## Start TEXT SECTION

Alastair Patterson, 59, of Parkanaur Road, Castlecaulfield, and Edmund Wiltshire, 61, of Reaghan Road, Dunmullan near Omagh, deny 18 corruption charges.
Mr Patterson, a former Ulster Unionist Party chief executive, also denied charges of theft, forgery and false accounting.
The judge at Dungannon Crown Court adjourned the case until the new year.
'Cash and alcohol'
Mr Wiltshire denied a total of 11 corruption charges, allegedly bribing Mr Patterson and other electoral officers with cash and alcohol to win the contracts to collect ballot boxes and deliver screens to various polling stations.
The charges include alleged corruption in relation to the ballot box and screen contracts for general elections, European elections, assembly elections and the referendum on the Good Friday Agreement.
In the indictment, it is alleged that Mr Wiltshire initially bribed Mr Patterson with £30 in cash and a bottle of vodka for the contract for the 1987 general election.

## End TEXT SECTION
## Start AVAILABLE RECORDS

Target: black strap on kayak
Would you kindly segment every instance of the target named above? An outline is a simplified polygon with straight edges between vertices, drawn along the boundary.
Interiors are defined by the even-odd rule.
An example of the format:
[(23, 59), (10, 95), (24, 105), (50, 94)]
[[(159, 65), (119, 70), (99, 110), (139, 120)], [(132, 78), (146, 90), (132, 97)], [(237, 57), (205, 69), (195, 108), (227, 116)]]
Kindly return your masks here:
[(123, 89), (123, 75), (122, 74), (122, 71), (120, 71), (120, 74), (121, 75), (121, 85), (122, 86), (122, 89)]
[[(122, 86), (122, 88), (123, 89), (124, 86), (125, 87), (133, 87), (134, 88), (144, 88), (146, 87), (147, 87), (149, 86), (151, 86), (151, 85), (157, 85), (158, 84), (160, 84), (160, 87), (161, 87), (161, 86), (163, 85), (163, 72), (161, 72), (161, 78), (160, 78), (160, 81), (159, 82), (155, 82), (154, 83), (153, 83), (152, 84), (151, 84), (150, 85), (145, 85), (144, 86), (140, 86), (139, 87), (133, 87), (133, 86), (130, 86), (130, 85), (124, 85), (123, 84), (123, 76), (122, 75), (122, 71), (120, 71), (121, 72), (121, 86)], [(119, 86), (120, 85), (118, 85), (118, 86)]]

## End AVAILABLE RECORDS

> _TASKS TO CARRY OUT_
1. Reproduce the part of the court report that opens with the words containing "Alastair Patterson, 59, of" and closes with "the new year.".
2. Render the records from their start through the line containing "86), (122, 89)]" as a Markdown table with the columns Number and Record line, leaving out blank lines.
The records are unrelated to the court report.

> _RESULTS FOR THE EXERCISE_
1.
Alastair Patterson, 59, of Parkanaur Road, Castlecaulfield, and Edmund Wiltshire, 61, of Reaghan Road, Dunmullan near Omagh, deny 18 corruption charges.
Mr Patterson, a former Ulster Unionist Party chief executive, also denied charges of theft, forgery and false accounting.
The judge at Dungannon Crown Court adjourned the case until the new year.

2.
| Number | Record line |
|---|---|
| 1 | Target: black strap on kayak |
| 2 | Would you kindly segment every instance of the target named above? An outline is a simplified polygon with straight edges between vertices, drawn along the boundary. |
| 3 | Interiors are defined by the even-odd rule. |
| 4 | An example of the format: |
| 5 | [(23, 59), (10, 95), (24, 105), (50, 94)] |
| 6 | [[(159, 65), (119, 70), (99, 110), (139, 120)], [(132, 78), (146, 90), (132, 97)], [(237, 57), (205, 69), (195, 108), (227, 116)]] |
| 7 | Kindly return your masks here: |
| 8 | [(123, 89), (123, 75), (122, 74), (122, 71), (120, 71), (120, 74), (121, 75), (121, 85), (122, 86), (122, 89)] |